WHAT IS NEEDED — Count the lines in the rows below that contain the word "left", and give only that number.
== == ==
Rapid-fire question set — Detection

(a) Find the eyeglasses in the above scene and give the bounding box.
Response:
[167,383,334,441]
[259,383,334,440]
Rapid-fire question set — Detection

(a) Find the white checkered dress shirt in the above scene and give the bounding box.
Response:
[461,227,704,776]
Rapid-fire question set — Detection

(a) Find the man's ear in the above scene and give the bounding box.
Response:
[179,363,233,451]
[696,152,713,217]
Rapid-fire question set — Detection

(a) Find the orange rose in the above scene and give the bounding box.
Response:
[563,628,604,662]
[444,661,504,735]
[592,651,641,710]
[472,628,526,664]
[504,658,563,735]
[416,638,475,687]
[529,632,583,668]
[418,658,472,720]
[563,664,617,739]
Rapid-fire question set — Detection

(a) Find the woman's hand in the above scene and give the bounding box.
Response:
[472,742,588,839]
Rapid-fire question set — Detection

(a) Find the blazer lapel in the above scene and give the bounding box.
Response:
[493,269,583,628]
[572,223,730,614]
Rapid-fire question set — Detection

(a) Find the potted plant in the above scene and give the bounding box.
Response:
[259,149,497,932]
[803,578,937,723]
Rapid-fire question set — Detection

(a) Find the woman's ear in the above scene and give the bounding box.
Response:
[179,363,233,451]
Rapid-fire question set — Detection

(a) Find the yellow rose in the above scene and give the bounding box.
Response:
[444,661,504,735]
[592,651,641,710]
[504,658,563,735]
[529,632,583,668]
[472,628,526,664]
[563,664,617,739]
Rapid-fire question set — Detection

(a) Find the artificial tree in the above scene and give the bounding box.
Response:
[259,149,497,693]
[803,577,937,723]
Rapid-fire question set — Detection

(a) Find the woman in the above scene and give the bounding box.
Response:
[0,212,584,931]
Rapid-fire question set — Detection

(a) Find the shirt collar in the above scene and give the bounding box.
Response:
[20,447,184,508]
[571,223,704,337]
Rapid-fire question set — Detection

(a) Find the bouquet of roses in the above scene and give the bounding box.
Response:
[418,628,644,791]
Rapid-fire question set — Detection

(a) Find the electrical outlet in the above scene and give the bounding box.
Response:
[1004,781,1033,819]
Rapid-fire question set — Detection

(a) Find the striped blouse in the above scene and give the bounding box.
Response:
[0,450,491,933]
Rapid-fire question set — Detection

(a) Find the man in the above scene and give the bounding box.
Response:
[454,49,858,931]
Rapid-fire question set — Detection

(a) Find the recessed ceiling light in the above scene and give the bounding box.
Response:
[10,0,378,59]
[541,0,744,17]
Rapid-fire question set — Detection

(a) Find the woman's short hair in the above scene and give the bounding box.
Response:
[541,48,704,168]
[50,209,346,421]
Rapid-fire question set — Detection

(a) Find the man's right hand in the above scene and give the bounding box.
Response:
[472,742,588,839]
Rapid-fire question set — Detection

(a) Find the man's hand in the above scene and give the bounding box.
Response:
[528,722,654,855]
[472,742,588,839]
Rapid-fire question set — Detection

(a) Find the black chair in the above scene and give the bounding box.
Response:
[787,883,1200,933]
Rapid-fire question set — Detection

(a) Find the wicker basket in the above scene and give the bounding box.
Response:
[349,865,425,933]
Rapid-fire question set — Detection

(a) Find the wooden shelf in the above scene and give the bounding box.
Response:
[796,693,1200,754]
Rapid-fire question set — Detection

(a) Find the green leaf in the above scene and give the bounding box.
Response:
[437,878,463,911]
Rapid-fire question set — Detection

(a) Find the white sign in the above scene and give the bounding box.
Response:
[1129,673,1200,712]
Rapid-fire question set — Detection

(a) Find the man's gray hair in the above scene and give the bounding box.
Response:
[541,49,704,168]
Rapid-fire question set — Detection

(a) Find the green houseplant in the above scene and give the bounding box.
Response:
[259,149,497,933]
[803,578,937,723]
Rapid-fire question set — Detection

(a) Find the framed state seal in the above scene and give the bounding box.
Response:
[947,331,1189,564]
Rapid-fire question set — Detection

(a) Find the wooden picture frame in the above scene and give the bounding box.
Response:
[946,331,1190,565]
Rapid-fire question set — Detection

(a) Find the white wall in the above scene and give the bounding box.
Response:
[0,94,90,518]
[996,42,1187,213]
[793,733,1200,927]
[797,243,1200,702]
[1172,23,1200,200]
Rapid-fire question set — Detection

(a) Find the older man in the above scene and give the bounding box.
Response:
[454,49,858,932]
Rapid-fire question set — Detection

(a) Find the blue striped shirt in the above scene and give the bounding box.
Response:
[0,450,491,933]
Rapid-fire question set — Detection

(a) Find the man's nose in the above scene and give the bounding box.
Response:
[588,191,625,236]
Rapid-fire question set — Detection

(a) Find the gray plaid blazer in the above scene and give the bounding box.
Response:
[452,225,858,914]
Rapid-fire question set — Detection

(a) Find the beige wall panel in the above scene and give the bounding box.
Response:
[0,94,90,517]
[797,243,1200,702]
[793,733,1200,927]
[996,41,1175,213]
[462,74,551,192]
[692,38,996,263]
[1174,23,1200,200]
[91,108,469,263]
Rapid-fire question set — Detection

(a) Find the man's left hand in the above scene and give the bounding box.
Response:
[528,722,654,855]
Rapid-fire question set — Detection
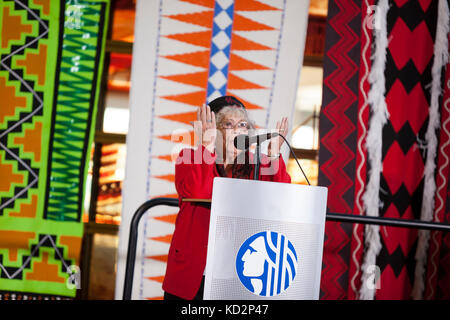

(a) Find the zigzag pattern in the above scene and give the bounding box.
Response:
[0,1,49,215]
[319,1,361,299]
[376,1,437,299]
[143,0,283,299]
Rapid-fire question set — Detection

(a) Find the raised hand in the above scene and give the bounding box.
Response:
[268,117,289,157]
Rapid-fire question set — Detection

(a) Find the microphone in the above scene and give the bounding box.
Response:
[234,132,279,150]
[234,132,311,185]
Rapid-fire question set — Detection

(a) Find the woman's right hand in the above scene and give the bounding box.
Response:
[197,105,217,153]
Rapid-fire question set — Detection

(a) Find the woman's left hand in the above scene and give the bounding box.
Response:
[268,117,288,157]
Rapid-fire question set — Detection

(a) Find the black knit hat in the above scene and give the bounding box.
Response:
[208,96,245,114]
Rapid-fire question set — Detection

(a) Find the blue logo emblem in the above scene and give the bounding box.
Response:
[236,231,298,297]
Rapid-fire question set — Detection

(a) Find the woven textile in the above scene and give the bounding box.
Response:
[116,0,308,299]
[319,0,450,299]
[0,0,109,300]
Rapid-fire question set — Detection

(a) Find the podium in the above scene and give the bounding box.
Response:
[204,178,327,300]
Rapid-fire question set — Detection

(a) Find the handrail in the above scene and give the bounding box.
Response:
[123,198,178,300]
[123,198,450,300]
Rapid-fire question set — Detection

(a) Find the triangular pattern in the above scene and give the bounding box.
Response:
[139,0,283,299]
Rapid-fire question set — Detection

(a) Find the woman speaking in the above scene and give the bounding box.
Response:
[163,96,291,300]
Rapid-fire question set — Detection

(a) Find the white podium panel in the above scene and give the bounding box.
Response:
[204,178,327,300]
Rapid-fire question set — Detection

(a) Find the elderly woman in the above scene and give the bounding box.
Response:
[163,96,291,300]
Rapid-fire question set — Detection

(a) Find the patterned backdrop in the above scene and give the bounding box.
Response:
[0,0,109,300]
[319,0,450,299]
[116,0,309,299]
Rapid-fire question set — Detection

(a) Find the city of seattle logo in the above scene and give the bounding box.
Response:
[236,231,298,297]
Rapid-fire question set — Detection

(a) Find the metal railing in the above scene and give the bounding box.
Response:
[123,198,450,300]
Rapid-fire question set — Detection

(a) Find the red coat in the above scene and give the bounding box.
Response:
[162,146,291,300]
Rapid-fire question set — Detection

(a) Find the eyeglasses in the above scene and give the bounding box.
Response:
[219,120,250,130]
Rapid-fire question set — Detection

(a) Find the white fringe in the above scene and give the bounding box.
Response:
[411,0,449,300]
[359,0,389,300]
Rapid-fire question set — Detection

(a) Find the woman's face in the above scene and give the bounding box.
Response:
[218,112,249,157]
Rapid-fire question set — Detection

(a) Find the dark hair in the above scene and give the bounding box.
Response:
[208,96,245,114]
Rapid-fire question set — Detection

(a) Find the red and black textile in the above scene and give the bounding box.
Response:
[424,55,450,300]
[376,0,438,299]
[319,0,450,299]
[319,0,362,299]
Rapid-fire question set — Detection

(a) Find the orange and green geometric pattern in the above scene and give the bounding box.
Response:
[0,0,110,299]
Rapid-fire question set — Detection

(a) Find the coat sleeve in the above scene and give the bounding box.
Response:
== == ==
RESPONSE TO THE TASK — 2